(Given exercise): Show every line of the items below that contains the word "outline", copying each line in full. Case counts, so only matches with the same capitalization qualify.

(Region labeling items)

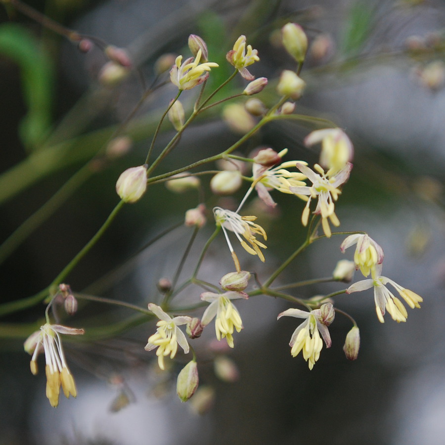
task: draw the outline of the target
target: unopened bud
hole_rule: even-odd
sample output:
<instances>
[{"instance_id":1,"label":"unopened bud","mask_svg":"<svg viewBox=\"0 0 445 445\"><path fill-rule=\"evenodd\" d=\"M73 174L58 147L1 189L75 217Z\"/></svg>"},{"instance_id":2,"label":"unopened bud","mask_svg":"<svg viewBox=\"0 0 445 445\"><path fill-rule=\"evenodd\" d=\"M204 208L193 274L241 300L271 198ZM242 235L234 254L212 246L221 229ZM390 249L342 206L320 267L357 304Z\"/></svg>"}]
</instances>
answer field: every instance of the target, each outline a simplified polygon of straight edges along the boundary
<instances>
[{"instance_id":1,"label":"unopened bud","mask_svg":"<svg viewBox=\"0 0 445 445\"><path fill-rule=\"evenodd\" d=\"M261 92L267 85L267 79L266 77L259 77L252 81L244 89L243 93L247 96L251 96Z\"/></svg>"},{"instance_id":2,"label":"unopened bud","mask_svg":"<svg viewBox=\"0 0 445 445\"><path fill-rule=\"evenodd\" d=\"M335 317L335 311L334 310L332 304L327 303L321 305L320 311L321 313L320 321L325 326L329 326Z\"/></svg>"},{"instance_id":3,"label":"unopened bud","mask_svg":"<svg viewBox=\"0 0 445 445\"><path fill-rule=\"evenodd\" d=\"M195 413L202 415L208 412L214 400L215 390L211 386L202 386L190 400L189 406Z\"/></svg>"},{"instance_id":4,"label":"unopened bud","mask_svg":"<svg viewBox=\"0 0 445 445\"><path fill-rule=\"evenodd\" d=\"M293 102L285 102L281 105L281 114L292 114L295 109L295 104Z\"/></svg>"},{"instance_id":5,"label":"unopened bud","mask_svg":"<svg viewBox=\"0 0 445 445\"><path fill-rule=\"evenodd\" d=\"M202 333L204 326L199 318L193 318L185 328L185 332L190 338L199 338Z\"/></svg>"},{"instance_id":6,"label":"unopened bud","mask_svg":"<svg viewBox=\"0 0 445 445\"><path fill-rule=\"evenodd\" d=\"M200 204L195 209L189 209L185 212L185 224L187 227L196 225L201 228L207 222L204 215L206 207L204 204Z\"/></svg>"},{"instance_id":7,"label":"unopened bud","mask_svg":"<svg viewBox=\"0 0 445 445\"><path fill-rule=\"evenodd\" d=\"M334 42L328 34L320 34L314 39L309 50L312 59L317 61L327 58L334 52Z\"/></svg>"},{"instance_id":8,"label":"unopened bud","mask_svg":"<svg viewBox=\"0 0 445 445\"><path fill-rule=\"evenodd\" d=\"M360 349L360 331L355 326L346 336L346 340L343 346L343 351L349 360L356 360L358 356Z\"/></svg>"},{"instance_id":9,"label":"unopened bud","mask_svg":"<svg viewBox=\"0 0 445 445\"><path fill-rule=\"evenodd\" d=\"M83 39L77 44L77 47L81 52L87 53L93 47L93 43L88 39Z\"/></svg>"},{"instance_id":10,"label":"unopened bud","mask_svg":"<svg viewBox=\"0 0 445 445\"><path fill-rule=\"evenodd\" d=\"M199 383L196 362L192 360L182 368L178 376L176 392L181 401L187 401L195 394Z\"/></svg>"},{"instance_id":11,"label":"unopened bud","mask_svg":"<svg viewBox=\"0 0 445 445\"><path fill-rule=\"evenodd\" d=\"M175 100L172 106L170 107L168 114L169 120L173 125L175 130L178 132L184 125L185 118L185 113L184 112L182 104L179 100Z\"/></svg>"},{"instance_id":12,"label":"unopened bud","mask_svg":"<svg viewBox=\"0 0 445 445\"><path fill-rule=\"evenodd\" d=\"M244 108L253 116L263 116L267 111L263 102L256 97L251 97L246 100Z\"/></svg>"},{"instance_id":13,"label":"unopened bud","mask_svg":"<svg viewBox=\"0 0 445 445\"><path fill-rule=\"evenodd\" d=\"M303 28L296 23L287 23L281 28L283 44L297 62L305 60L308 50L308 38Z\"/></svg>"},{"instance_id":14,"label":"unopened bud","mask_svg":"<svg viewBox=\"0 0 445 445\"><path fill-rule=\"evenodd\" d=\"M193 188L197 188L201 184L199 178L184 172L174 175L165 183L165 186L175 193L182 193Z\"/></svg>"},{"instance_id":15,"label":"unopened bud","mask_svg":"<svg viewBox=\"0 0 445 445\"><path fill-rule=\"evenodd\" d=\"M193 56L196 57L198 51L201 50L201 59L200 63L204 63L209 61L209 52L206 43L199 36L196 34L190 34L188 37L188 47Z\"/></svg>"},{"instance_id":16,"label":"unopened bud","mask_svg":"<svg viewBox=\"0 0 445 445\"><path fill-rule=\"evenodd\" d=\"M132 61L128 53L122 48L109 45L104 51L105 55L112 61L115 62L121 66L130 68L132 66Z\"/></svg>"},{"instance_id":17,"label":"unopened bud","mask_svg":"<svg viewBox=\"0 0 445 445\"><path fill-rule=\"evenodd\" d=\"M306 86L306 82L296 73L290 70L284 70L280 76L276 89L280 94L295 100L301 97Z\"/></svg>"},{"instance_id":18,"label":"unopened bud","mask_svg":"<svg viewBox=\"0 0 445 445\"><path fill-rule=\"evenodd\" d=\"M245 134L255 126L253 118L240 103L226 105L222 110L222 118L232 131L241 134Z\"/></svg>"},{"instance_id":19,"label":"unopened bud","mask_svg":"<svg viewBox=\"0 0 445 445\"><path fill-rule=\"evenodd\" d=\"M231 195L241 187L243 179L237 170L224 170L217 173L210 180L212 191L217 195Z\"/></svg>"},{"instance_id":20,"label":"unopened bud","mask_svg":"<svg viewBox=\"0 0 445 445\"><path fill-rule=\"evenodd\" d=\"M108 142L105 154L109 159L116 159L128 152L132 146L132 139L128 136L115 137Z\"/></svg>"},{"instance_id":21,"label":"unopened bud","mask_svg":"<svg viewBox=\"0 0 445 445\"><path fill-rule=\"evenodd\" d=\"M253 159L255 164L270 167L281 161L281 157L273 148L264 148Z\"/></svg>"},{"instance_id":22,"label":"unopened bud","mask_svg":"<svg viewBox=\"0 0 445 445\"><path fill-rule=\"evenodd\" d=\"M352 281L356 271L354 261L349 260L341 260L337 263L332 272L332 277L337 281L349 283Z\"/></svg>"},{"instance_id":23,"label":"unopened bud","mask_svg":"<svg viewBox=\"0 0 445 445\"><path fill-rule=\"evenodd\" d=\"M114 87L120 84L129 74L128 68L115 62L107 62L99 72L99 82L106 87Z\"/></svg>"},{"instance_id":24,"label":"unopened bud","mask_svg":"<svg viewBox=\"0 0 445 445\"><path fill-rule=\"evenodd\" d=\"M250 272L246 270L226 273L220 280L222 288L225 291L242 292L247 287L250 278Z\"/></svg>"},{"instance_id":25,"label":"unopened bud","mask_svg":"<svg viewBox=\"0 0 445 445\"><path fill-rule=\"evenodd\" d=\"M442 60L430 62L416 74L420 83L433 91L440 89L445 84L445 64Z\"/></svg>"},{"instance_id":26,"label":"unopened bud","mask_svg":"<svg viewBox=\"0 0 445 445\"><path fill-rule=\"evenodd\" d=\"M232 383L239 378L239 371L235 362L226 356L219 356L213 362L215 375L223 382Z\"/></svg>"},{"instance_id":27,"label":"unopened bud","mask_svg":"<svg viewBox=\"0 0 445 445\"><path fill-rule=\"evenodd\" d=\"M77 300L72 294L70 294L65 299L63 305L65 311L68 315L73 315L77 312Z\"/></svg>"},{"instance_id":28,"label":"unopened bud","mask_svg":"<svg viewBox=\"0 0 445 445\"><path fill-rule=\"evenodd\" d=\"M147 189L147 166L127 169L116 183L116 191L125 202L136 202Z\"/></svg>"},{"instance_id":29,"label":"unopened bud","mask_svg":"<svg viewBox=\"0 0 445 445\"><path fill-rule=\"evenodd\" d=\"M172 288L172 282L168 278L162 278L158 281L156 286L159 292L165 294Z\"/></svg>"},{"instance_id":30,"label":"unopened bud","mask_svg":"<svg viewBox=\"0 0 445 445\"><path fill-rule=\"evenodd\" d=\"M162 54L155 62L155 73L159 76L166 71L170 71L175 64L176 57L177 56L172 53Z\"/></svg>"}]
</instances>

(Final answer):
task: draw the outline of the target
answer field: every instance of the target, each outline a simplified polygon of straight edges along the boundary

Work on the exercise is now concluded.